◆ **WHAT THIS TASK INVOLVES**
In the data below, which lines contain "object"? List them by copying each one.

═════ AVAILABLE RECORDS ═════

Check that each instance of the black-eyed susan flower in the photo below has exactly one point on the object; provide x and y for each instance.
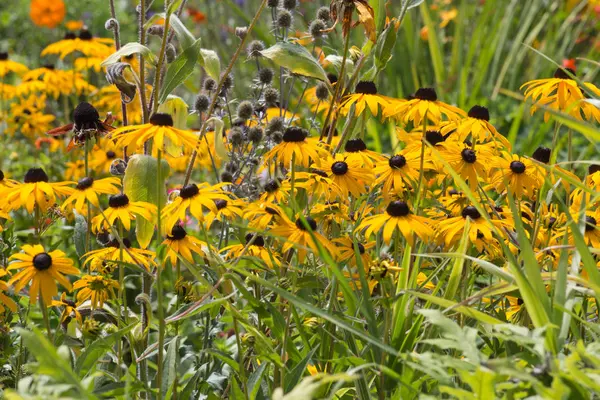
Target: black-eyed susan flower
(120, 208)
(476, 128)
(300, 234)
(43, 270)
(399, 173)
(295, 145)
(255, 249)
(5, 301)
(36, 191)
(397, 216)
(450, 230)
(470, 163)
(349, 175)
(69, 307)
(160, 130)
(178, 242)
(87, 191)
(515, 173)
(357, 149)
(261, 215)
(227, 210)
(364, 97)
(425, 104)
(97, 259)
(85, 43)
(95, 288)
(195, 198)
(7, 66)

═════
═════ AVAILABLE RECORDS ═════

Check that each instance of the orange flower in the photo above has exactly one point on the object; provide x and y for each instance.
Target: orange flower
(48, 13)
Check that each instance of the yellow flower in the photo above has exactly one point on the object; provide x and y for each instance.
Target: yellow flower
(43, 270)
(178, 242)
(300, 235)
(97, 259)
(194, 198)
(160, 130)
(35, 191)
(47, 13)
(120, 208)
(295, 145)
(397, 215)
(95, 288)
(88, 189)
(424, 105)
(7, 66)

═════
═════ AVAILABLE RECORDS ═════

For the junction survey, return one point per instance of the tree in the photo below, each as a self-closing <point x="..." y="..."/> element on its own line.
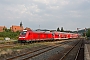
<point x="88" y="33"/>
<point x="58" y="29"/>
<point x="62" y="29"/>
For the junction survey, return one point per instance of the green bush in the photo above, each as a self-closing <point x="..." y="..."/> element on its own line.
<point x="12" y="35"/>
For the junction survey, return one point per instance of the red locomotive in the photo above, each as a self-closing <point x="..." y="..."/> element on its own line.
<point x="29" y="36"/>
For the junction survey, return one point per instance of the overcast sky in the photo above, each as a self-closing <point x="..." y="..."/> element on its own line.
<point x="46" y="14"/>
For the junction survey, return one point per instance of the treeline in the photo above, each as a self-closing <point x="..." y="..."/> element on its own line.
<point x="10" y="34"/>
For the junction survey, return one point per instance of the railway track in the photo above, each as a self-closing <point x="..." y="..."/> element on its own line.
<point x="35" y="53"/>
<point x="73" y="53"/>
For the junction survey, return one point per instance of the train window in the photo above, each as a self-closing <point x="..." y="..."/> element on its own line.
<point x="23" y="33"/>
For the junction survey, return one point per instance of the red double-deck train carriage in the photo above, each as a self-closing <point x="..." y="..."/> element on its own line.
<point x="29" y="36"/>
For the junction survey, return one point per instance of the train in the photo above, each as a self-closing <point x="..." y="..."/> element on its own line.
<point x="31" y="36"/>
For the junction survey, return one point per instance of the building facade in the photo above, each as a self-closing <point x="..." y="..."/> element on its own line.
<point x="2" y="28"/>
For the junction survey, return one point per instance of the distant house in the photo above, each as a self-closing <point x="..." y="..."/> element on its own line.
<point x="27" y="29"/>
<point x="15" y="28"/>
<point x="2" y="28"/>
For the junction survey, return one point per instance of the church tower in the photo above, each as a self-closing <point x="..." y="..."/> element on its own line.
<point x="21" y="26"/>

═════

◆ **SOLUTION TO THIS EXERCISE**
Check that each instance of the black-eyed susan flower in the photo below has exactly one point on the object; provide x and y for each instance.
Check that each instance of the orange flower in the photo above has exactly one point on the object; provide x and y for each instance.
Check that each instance of the yellow flower in the photo above has exactly one point on the object; provide x and y for each instance.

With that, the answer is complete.